WRITTEN TASK: Count the lines in the data below that contain the string "blue", treating case as significant. Reply with the number alone.

[Stored dataset items]
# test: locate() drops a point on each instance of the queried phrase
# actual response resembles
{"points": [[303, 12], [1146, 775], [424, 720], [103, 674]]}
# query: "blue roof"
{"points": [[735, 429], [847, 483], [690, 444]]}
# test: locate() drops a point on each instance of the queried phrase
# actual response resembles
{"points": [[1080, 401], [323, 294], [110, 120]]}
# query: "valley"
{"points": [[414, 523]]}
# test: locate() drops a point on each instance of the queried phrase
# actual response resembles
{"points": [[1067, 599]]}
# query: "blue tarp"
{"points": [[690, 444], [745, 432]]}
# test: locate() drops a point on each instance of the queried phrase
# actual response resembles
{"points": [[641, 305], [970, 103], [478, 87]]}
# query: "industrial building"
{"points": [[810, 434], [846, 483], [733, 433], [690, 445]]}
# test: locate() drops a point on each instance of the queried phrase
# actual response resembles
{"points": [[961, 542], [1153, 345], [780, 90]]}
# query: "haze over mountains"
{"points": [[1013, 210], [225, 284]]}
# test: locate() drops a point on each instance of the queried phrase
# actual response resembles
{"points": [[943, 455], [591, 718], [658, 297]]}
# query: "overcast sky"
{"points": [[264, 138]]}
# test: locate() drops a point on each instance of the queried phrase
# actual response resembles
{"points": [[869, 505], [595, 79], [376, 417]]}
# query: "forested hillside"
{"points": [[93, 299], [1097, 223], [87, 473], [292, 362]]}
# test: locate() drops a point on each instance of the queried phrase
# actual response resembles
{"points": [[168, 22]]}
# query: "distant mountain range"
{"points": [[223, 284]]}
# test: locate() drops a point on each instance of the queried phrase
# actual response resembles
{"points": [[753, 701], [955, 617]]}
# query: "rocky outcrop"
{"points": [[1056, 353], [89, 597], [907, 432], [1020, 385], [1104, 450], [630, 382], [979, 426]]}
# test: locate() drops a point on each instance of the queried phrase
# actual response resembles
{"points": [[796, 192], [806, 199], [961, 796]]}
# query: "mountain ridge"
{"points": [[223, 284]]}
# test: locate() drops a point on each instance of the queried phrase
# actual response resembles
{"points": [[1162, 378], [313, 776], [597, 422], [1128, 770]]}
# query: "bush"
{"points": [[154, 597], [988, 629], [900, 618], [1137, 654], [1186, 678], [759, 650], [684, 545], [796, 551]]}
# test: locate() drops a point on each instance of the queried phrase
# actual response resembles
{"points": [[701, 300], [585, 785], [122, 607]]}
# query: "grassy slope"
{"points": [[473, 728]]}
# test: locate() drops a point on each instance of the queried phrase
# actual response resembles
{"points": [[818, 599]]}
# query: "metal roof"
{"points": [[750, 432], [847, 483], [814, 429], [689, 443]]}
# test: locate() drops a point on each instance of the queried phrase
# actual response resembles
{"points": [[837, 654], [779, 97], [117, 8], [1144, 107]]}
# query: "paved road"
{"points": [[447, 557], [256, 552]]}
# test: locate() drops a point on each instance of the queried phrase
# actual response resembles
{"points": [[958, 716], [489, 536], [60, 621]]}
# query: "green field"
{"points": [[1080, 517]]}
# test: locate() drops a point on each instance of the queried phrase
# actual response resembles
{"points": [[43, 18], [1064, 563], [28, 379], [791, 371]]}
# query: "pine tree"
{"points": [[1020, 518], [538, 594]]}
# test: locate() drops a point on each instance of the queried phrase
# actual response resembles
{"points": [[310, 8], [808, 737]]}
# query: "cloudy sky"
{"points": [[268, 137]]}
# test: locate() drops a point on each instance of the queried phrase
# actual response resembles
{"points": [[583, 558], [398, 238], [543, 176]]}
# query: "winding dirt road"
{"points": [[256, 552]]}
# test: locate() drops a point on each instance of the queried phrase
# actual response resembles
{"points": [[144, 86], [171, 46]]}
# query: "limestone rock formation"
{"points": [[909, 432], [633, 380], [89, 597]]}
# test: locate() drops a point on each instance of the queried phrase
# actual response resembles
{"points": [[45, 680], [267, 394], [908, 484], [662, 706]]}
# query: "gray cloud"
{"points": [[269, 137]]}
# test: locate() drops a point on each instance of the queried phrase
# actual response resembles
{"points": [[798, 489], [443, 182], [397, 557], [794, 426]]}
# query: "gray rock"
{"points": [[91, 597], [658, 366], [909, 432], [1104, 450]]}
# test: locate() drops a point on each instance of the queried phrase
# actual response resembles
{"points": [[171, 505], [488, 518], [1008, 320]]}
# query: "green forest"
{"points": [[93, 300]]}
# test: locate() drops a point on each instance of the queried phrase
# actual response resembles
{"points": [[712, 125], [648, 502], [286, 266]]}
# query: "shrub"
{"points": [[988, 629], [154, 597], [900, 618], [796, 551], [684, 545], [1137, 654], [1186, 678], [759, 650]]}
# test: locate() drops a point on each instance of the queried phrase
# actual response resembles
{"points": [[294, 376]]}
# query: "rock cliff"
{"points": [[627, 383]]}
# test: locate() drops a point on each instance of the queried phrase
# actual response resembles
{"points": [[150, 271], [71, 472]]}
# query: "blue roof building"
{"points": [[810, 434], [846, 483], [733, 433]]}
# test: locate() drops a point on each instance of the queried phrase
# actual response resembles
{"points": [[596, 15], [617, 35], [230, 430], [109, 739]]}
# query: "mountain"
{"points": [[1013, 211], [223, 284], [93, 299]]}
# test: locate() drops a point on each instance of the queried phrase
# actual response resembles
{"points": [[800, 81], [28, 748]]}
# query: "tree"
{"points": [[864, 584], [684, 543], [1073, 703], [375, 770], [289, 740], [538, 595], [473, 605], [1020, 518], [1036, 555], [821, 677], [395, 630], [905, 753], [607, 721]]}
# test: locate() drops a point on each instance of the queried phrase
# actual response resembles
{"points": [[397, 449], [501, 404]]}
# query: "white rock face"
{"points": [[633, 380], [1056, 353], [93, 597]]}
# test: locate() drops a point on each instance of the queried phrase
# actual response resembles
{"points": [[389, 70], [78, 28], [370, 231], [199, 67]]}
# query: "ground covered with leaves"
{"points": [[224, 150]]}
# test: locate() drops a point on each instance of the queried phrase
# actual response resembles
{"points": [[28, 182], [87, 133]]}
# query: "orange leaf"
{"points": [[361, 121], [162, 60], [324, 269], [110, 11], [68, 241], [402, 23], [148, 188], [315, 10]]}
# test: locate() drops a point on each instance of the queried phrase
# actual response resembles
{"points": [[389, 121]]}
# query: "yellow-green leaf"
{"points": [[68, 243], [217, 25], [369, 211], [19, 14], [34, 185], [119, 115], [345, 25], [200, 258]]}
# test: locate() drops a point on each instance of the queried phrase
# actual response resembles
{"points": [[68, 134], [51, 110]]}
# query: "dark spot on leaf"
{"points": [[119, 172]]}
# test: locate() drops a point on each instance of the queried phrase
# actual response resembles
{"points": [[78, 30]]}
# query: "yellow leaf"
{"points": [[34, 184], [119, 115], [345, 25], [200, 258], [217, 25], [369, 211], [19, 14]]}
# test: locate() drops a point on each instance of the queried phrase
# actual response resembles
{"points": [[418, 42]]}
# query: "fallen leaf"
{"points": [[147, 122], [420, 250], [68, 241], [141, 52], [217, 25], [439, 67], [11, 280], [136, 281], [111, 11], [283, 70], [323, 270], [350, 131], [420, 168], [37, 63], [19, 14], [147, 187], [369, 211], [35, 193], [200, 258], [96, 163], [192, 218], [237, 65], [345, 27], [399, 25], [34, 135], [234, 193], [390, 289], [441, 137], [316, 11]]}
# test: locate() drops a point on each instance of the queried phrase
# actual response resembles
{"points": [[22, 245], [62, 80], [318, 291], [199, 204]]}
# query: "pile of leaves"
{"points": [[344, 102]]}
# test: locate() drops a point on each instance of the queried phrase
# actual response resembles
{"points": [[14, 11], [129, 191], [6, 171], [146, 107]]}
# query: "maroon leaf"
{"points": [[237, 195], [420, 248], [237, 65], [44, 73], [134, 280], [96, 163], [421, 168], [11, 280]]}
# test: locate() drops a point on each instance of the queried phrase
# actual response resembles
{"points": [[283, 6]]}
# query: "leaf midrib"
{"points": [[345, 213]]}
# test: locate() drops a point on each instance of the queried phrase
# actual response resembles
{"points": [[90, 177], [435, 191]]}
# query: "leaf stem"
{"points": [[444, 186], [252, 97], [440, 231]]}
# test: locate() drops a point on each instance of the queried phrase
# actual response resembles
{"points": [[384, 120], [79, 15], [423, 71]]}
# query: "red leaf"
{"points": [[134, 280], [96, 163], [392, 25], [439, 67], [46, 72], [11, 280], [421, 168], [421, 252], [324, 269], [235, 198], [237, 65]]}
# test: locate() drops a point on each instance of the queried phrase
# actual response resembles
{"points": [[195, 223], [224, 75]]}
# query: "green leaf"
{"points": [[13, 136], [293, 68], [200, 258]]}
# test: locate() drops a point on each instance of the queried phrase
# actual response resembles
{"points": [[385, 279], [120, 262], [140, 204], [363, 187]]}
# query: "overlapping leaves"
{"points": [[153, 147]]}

PROBLEM SOLUTION: 3